**Text:**
Sibyls Shrine is a new artist residency program for Black women. The organization is named after priestesses of the Black goddess Mami Wata. The term, which predates Greek history, was used to name the guardians of the Matriarchy.

SIBYLS SHRINE VISITING ARTIST RESIDENCY

A deliberate force in the landscape of contemporary American art for the last three decades, Renee Cox is an internationally renowned photographer and mixed media artist. Cox frames her self-portraits as poignant arguments on race, desire, religion, feminism and visual and cultural aesthetics. Cox will begin her yearlong residency in January 2021. As visiting artist-in-residence, she will be supported for one year with an unrestricted honorarium, material and supply budget, travel and residential accommodations. While in Pittsburgh, she will have access to the facilities and support of multiple arts organizations and institutions, ultimately resulting in an exhibition with additional members of the Sibyls Shrine team. Cox will participate in public programming throughout the city and will serve as a mentor to the three Sibyls Shrine Home Residents over the duration of her residency.


SIBYLS SHRINE HOME RESIDENCY

The Home Residency will support three Pittsburgh-based artists, Mary Martin, LaKeisha Wolf and sarah huny young, with professional and personal development, space, connectivity, mutual aid, financial and creative support, mentorship and exhibition opportunities. The artists will remain in their own homes, but will be supported with relief from some of their day-to-day tasks of homecare, childcare, cleaning, and grocery purchasing and shopping in order to provide them with the time, space and resources to support their creative practices. Other Black creative mothers and working professionals from the Pittsburgh area will be hired to provide support and assistance.

Collected data:
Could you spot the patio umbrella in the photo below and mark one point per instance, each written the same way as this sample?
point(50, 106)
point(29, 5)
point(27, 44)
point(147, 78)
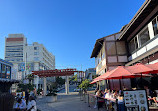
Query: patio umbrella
point(154, 67)
point(122, 73)
point(139, 69)
point(99, 78)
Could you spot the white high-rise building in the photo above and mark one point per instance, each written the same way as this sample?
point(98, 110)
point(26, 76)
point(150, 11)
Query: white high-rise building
point(27, 58)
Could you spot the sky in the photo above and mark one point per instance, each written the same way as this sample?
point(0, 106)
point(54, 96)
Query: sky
point(67, 28)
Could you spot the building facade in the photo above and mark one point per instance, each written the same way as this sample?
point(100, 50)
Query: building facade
point(135, 43)
point(109, 53)
point(90, 73)
point(27, 58)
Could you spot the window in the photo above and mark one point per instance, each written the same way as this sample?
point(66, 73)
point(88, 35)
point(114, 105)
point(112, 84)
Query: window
point(36, 53)
point(8, 75)
point(35, 48)
point(36, 58)
point(121, 49)
point(155, 25)
point(111, 49)
point(144, 37)
point(133, 44)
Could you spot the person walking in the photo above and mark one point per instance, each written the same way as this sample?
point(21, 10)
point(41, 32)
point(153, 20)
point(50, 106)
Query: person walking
point(27, 96)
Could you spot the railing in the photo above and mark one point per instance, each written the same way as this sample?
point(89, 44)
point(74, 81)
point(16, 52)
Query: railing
point(107, 104)
point(6, 102)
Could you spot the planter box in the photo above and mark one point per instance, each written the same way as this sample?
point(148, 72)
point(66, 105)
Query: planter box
point(51, 99)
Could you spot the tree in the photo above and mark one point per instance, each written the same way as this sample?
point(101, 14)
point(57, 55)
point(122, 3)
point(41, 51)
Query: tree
point(85, 84)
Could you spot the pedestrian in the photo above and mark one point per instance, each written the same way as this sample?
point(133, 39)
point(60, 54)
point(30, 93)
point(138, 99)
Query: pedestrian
point(27, 96)
point(31, 104)
point(20, 105)
point(96, 91)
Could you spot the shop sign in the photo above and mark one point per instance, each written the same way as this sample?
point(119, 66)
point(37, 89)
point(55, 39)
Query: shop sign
point(136, 100)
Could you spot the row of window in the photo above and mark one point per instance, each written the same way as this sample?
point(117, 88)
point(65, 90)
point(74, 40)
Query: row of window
point(143, 36)
point(14, 54)
point(14, 59)
point(100, 56)
point(5, 71)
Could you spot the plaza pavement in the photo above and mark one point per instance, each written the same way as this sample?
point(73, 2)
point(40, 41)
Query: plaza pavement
point(65, 102)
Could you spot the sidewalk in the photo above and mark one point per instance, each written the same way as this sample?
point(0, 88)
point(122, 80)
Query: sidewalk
point(69, 102)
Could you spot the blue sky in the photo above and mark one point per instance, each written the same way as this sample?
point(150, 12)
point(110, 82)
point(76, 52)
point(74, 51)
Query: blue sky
point(67, 28)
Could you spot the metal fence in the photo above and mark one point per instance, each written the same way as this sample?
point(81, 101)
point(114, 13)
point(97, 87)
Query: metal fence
point(6, 102)
point(107, 104)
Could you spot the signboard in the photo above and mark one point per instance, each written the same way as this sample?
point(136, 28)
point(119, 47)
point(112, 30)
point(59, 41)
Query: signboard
point(136, 100)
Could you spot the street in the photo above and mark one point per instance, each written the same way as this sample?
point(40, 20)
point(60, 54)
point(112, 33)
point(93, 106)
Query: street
point(65, 102)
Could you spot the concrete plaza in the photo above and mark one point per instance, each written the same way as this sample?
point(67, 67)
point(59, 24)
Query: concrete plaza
point(70, 102)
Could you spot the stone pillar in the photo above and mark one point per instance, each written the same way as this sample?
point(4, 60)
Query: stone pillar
point(44, 86)
point(67, 84)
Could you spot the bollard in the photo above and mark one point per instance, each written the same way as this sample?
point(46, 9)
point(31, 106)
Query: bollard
point(88, 101)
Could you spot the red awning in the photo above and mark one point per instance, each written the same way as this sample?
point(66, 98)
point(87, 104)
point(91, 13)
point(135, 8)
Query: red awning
point(154, 67)
point(139, 69)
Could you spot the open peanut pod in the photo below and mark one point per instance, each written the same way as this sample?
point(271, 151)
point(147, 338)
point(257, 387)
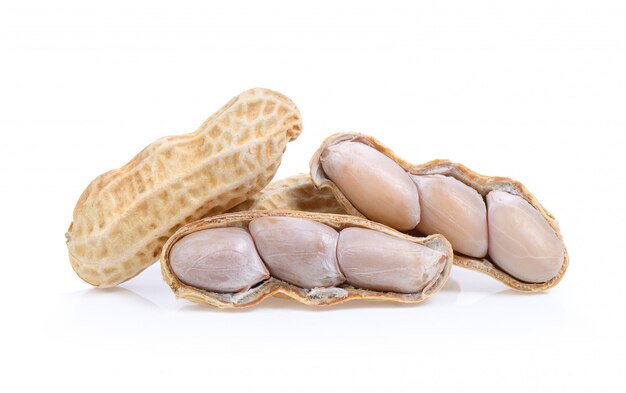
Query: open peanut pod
point(495, 225)
point(239, 259)
point(124, 217)
point(296, 192)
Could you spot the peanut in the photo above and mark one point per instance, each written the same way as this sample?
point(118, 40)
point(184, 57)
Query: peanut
point(515, 241)
point(298, 250)
point(374, 183)
point(306, 254)
point(125, 216)
point(455, 210)
point(221, 260)
point(520, 241)
point(374, 260)
point(292, 193)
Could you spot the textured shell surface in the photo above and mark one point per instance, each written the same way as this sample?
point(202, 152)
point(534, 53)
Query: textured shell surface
point(481, 183)
point(316, 296)
point(296, 192)
point(124, 217)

**Work order 1:**
Answer these questions from the Sibyls Shrine text, please:
(a) Whose priestesses is the organization named after?
(b) When will Renee Cox begin her residency?
(c) Which three Pittsburgh-based artists will the Home Residency support?
**Work order 2:** List every subject the Sibyls Shrine text says Cox's self-portraits argue about.
Nothing in the collected data is needed for this work.

**Response area 1:**
(a) Priestesses of the Black goddess Mami Wata.
(b) January 2021.
(c) Mary Martin, LaKeisha Wolf and sarah huny young.

**Response area 2:**
- Race
- Desire
- Religion
- Feminism
- Visual and cultural aesthetics